Description of the task: Return the listing in full, word for word.

Input:
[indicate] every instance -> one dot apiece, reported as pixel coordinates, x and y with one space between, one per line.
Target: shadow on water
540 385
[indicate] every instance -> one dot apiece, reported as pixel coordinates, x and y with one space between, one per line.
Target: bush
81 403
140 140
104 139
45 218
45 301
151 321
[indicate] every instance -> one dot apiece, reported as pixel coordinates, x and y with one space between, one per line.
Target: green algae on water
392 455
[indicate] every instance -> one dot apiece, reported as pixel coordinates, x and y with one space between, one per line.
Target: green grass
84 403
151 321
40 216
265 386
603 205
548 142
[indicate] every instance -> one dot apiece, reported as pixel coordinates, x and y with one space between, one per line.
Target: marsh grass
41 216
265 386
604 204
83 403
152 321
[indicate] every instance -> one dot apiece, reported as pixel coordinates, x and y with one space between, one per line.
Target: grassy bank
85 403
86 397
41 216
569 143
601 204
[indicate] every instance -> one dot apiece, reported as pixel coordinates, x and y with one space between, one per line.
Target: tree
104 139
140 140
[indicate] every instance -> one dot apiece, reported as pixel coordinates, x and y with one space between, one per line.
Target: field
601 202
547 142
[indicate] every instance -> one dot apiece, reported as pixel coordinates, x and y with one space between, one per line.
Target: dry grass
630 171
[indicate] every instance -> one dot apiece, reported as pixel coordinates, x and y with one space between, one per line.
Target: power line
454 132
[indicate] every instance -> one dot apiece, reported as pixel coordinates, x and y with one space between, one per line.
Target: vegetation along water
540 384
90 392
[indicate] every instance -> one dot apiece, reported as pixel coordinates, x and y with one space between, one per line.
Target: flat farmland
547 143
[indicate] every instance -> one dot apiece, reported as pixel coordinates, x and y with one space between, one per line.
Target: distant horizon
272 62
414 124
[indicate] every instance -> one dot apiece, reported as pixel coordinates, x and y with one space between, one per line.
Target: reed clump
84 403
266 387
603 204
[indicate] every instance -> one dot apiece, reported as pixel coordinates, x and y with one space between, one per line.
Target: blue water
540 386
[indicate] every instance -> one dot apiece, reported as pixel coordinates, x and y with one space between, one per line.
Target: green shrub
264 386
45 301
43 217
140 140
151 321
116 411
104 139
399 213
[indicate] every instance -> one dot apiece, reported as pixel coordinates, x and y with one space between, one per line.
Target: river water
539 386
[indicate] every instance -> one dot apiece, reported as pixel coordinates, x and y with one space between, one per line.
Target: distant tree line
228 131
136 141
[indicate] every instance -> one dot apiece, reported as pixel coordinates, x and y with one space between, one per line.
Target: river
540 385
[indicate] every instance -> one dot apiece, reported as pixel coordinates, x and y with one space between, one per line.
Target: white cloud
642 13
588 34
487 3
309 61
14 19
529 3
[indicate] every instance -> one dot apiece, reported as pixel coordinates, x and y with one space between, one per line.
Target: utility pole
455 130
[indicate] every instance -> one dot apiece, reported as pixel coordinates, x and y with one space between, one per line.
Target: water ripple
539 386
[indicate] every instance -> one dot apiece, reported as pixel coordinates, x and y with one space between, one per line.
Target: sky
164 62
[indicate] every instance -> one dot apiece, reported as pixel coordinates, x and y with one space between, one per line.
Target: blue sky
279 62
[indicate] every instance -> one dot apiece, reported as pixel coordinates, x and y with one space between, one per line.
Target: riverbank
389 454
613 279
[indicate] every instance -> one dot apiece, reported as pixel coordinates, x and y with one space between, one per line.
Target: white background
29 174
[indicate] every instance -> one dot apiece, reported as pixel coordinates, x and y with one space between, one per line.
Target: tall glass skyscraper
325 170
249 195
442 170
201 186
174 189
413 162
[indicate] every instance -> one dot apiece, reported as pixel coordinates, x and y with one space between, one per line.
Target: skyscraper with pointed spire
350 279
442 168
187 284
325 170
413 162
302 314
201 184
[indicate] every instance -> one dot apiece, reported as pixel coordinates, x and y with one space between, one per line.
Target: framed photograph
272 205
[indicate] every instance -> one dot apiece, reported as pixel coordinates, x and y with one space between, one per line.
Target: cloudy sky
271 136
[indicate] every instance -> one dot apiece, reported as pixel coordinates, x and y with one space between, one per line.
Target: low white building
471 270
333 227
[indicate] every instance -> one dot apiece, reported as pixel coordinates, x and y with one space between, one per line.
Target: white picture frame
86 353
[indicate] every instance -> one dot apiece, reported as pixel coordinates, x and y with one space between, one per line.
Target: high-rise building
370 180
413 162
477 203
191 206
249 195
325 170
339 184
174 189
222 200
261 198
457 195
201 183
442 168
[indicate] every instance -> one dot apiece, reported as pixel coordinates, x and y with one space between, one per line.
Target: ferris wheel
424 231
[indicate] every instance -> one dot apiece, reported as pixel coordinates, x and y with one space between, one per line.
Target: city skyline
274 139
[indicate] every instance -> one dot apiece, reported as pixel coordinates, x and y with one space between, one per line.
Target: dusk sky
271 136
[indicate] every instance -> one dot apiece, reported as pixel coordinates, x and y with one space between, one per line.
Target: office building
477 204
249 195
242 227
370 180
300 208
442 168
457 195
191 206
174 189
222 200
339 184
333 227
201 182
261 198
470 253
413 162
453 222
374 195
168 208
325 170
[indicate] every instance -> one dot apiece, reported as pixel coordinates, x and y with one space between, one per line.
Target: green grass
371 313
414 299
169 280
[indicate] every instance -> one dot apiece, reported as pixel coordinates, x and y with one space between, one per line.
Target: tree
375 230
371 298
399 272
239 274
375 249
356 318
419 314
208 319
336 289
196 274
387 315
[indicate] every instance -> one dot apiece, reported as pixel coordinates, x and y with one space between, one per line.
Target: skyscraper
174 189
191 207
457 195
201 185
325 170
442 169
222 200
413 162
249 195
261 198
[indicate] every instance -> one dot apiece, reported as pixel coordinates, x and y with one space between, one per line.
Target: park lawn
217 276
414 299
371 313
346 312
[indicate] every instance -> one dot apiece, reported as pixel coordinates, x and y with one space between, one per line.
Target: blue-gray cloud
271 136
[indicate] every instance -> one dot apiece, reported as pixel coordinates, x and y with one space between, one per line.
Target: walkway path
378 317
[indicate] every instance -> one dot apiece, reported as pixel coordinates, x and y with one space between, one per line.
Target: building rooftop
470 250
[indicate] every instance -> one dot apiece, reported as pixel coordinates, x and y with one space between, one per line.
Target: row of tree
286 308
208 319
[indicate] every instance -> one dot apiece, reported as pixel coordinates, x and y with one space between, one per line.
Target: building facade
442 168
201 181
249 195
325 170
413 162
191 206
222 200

Answer to this task:
[indicate] every instance -> one dot apiece, reported as pixel coordinates, x and y with one space between, one per line.
Target: shadow on water
540 385
[indicate] every instance -> one dot apiece, reported as pixel coordinates, x and y with one space between, one per line.
Target: bush
81 403
140 140
104 139
45 218
45 301
151 321
[indicate] every instance -> one dot apiece, reported as pixel coordinates, x and y with one space between, one per line.
Target: green algae on water
392 455
[indicate] every instance -> one dot apiece, reported as pixel coordinates, x and y with one space between, one per line.
Target: green grass
84 403
151 321
40 216
265 386
603 205
548 142
[indicate] every instance -> one dot apiece, reported as pixel coordinates, x and y with one space between, one per line.
Target: marsh grass
41 216
265 386
604 204
83 403
152 321
[indicate] every instance -> one dot apiece, reported as pixel coordinates, x and y with one space between, one per line.
Target: grassy bank
85 403
86 397
41 216
569 143
601 204
[indicate] every instance -> one dot apiece, reported as pixel coordinates, x and y with one space between, one per line.
Target: tree
104 139
140 140
[indicate] every instance -> one dot apiece, reported as pixel coordinates, x and y with one space between, one per line.
Target: field
601 202
547 142
[indicate] every instance -> one dot apiece, reported as pixel coordinates, x and y with one space between, one per line.
Target: dry grass
630 171
[indicate] every instance -> one dot apiece, reported as pixel coordinates, x and y with one space between, one per line.
Target: power line
454 132
[indicate] every instance -> one dot apiece, reported as pixel coordinates, x and y with one space between, one per line.
Target: vegetation along water
540 384
90 392
[indicate] every instance -> one dot apiece, reported as pixel coordinates, x and y with one space between, one per line.
Target: flat farmland
547 143
[indicate] every instance -> one dot apiece, reported as pixel coordinates, x and y with one space between, one per line.
Target: distant horizon
272 62
414 124
[indicate] every instance -> one dot apiece, reported as pixel coordinates, x and y with one space between, one per line.
Target: reed clump
84 403
266 387
603 204
[indicate] every instance -> one dot apiece, reported as pixel coordinates, x and y with one space between, one per line.
Target: blue water
540 386
[indicate] every instance -> one dot apiece, reported as pixel coordinates, x and y with one space between, one per line.
Target: green shrub
264 386
45 301
43 217
140 140
151 321
116 411
104 139
399 213
[indicate] every instance -> one dot apiece, reported as pixel coordinates, x and y with one space between, one per line.
Target: river water
539 386
[indicate] every instance -> one dot apiece, reported as pixel coordinates, x and y with one space between, one per line.
Target: distant tree line
228 131
136 141
[indicate] every instance -> one dot apiece, reported as pixel coordinates, x and y with one space between, one per line.
Target: river
540 385
[indicate] every instance -> one dot apiece, reported as pixel coordinates, x and y with one space between, one per line.
Target: white cloud
642 13
588 34
487 3
309 61
14 19
529 3
[indicate] every instance -> one dot apiece, reported as pixel coordinates, x and y with one space between, one per line.
Target: utility pole
455 130
[indicate] every instance -> one dot apiece, reported as pixel coordinates, x and y with one space between, one per line.
Target: water ripple
539 386
[indicate] every instance -> one dot apiece, reported as pixel coordinates, x and y with one space between, one per line.
Target: sky
164 62
[indicate] every instance -> one dot apiece, reported as pixel coordinates, x and y with one space between, one per line.
Target: blue sky
279 62
[indicate] every instance -> one dot apiece, reported as pixel coordinates, x and y with one space between, one per line.
Target: riverbank
389 454
613 279
[indicate] every instance -> one dot apiece, reported as pixel coordinates, x and y with one space between, one per line.
Target: white background
29 174
[indicate] every instance -> one dot apiece, reported as pixel coordinates, x and y with one space between, one per line.
Target: tall glass skyscraper
325 170
249 195
442 170
201 186
174 189
413 162
[indicate] every instance -> one dot apiece, reported as pixel coordinates, x and y with one space between, one per line.
Target: skyscraper with pointed spire
350 279
442 168
187 284
325 170
413 162
302 314
201 184
[indicate] every instance -> one dot apiece, reported as pixel coordinates, x and y with one space between, one per line.
Target: framed photograph
272 205
[indicate] every instance -> one dot apiece, reported as pixel coordinates, x and y with one space between, one per line.
Target: cloudy sky
271 136
[indicate] every instance -> one dot apiece, reported as pixel coordinates, x and y with one space between, one per line.
Target: low white building
471 270
333 227
[indicate] every instance -> one dot apiece, reported as pixel coordinates, x and y with one space between, one per line.
Target: white picture frame
86 353
[indicate] every instance -> one dot apiece, reported as pixel coordinates, x and y with one space between, one per line.
Target: high-rise building
370 180
413 162
477 203
191 206
249 195
325 170
339 184
174 189
222 200
261 198
457 195
201 183
442 168
[indicate] every instance -> one dot apiece, reported as pixel coordinates, x and y with one space between, one per line.
Target: ferris wheel
424 231
[indicate] every instance -> one dot apiece, reported as pixel coordinates, x and y with one space between, one per line.
Target: city skyline
274 139
[indicate] every instance -> one dot apiece, reported as pixel coordinates, x and y with one space between, one per line.
Target: dusk sky
271 136
[indicate] every instance -> one dot apiece, reported as pixel coordinates, x and y with one space between, one per line.
Target: office building
477 204
249 195
242 227
370 180
300 208
442 168
457 195
191 206
174 189
222 200
339 184
333 227
201 182
261 198
470 253
413 162
453 222
374 195
168 208
325 170
[indicate] every instance -> one dot apiece, reported as pixel coordinates, x and y with one space between, one per line.
Target: green grass
371 313
414 299
169 280
[indicate] every instance -> one dot apiece, reported as pixel coordinates, x and y with one space between, one per line.
Target: tree
375 230
371 298
399 272
239 274
375 249
356 318
419 314
208 319
336 289
196 274
387 315
[indicate] every instance -> one dot apiece, reported as pixel coordinates, x and y with one space between, one per line.
Target: skyscraper
174 189
191 207
457 195
201 185
325 170
442 169
222 200
413 162
249 195
261 198
[indicate] every instance -> one dot apiece, reported as pixel coordinates, x and y with one space between, one per line.
Target: park lawn
217 276
414 299
371 313
346 312
[indicate] every instance -> one dot apiece, reported as pixel coordinates, x and y with one space between, one per line.
Target: blue-gray cloud
271 136
[indicate] every instance -> one dot apiece, reported as pixel coordinates, x and y with one space between, one per line.
Target: walkway path
378 317
[indicate] every instance -> one dot apiece, reported as pixel coordinates, x and y with one space between, one per line.
Target: building rooftop
470 250
[indicate] every instance -> one dot apiece, reported as pixel coordinates, x and y with one space between, one per line.
Target: row of tree
286 308
208 319
[indicate] every instance -> one dot apiece, reported as pixel coordinates, x and y with one space between, one per line.
Target: building facade
442 168
201 181
249 195
325 170
413 162
191 206
222 200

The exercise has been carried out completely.